**Metin Parçası:**
Birçoğumuza daha dün gibi geliyorsa da, bu hafta 15 Temmuz’un birinci sene-i devriyesini idrak edeceğiz. Bu vesileyle, 15 Temmuz gecesinin çeşitli kesimler açısından ne gibi anlamlar ihtiva ettiğine bakarak ve tarafları bu hadise merkezinde bir kez daha tanıyarak başlayalım; ardından da aradan geçen bir yıllık zaman zarfının karşılıklı olarak nasıl değerlendirildiğini ele alalım. O gün de dediğimiz gibi; 15 Temmuz bir son değil, ulvî ihtilâl sürecinin ehemmiyetli basamaklarından yalnız biridir ve arkası gelecektir.

***

15 Temmuz, çeşitli kesimler için farklı farklı mânâlar ihtiva eden bir gece oldu...

Meselâ, en başta Müslüman Anadolu İnsanı için senelerdir ıstırabını duyduğu küfür tahakkümü karşısındaki çaresizliğin kırılmasının ve kaybetti zannedilen şahsiyetinin yeniden şahlanışının vesilesi oldu.

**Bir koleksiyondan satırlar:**
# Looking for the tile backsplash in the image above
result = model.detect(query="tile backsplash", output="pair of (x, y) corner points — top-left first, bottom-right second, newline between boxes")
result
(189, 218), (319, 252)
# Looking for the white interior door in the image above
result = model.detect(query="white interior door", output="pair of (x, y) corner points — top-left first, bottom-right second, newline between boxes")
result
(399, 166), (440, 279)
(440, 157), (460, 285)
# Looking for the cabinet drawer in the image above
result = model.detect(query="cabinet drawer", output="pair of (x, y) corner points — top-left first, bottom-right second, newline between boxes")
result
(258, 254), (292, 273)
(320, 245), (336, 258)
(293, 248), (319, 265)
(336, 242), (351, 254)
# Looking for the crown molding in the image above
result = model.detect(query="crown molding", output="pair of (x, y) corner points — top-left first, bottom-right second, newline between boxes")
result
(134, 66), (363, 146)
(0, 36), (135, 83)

**Yapılacak İşler:**
(1) 15 Temmuz yazısında şapkalı harf (â veya î) geçen bütün kelimeleri metindeki biçimleriyle sıralayın.
(2) 15 Temmuz yazısında "Birçoğumuza daha dün gibi geliyorsa da" diye başlayan paragrafı, temel bilgilerini koruyarak madde madde yeniden yazın.
(3) 15 Temmuz yazısına göre 15 Temmuz, Müslüman Anadolu İnsanı için neyin vesilesi oldu?
Bu satırlar metinle ilgisi olmayan ayrı bir malzemedir.

**Görev Cevapları:**
(1) ulvî, ihtilâl, mânâlar, Meselâ

(2)
- Bu hafta 15 Temmuz'un birinci yıl dönümü idrak edilecek.
- Önce 15 Temmuz gecesinin çeşitli kesimler için taşıdığı anlamlara bakılacak ve taraflar bu hadise üzerinden bir kez daha tanınacak.
- Ardından geçen bir yılın karşılıklı olarak nasıl değerlendirildiği ele alınacak.
- O gün de söylendiği gibi, 15 Temmuz bir son değil, ulvî ihtilâl sürecinin önemli basamaklarından yalnızca biridir ve arkası gelecektir.

(3) Küfür tahakkümü karşısındaki çaresizliğin kırılmasının ve kaybettiği zannedilen şahsiyetinin yeniden şahlanışının vesilesi oldu.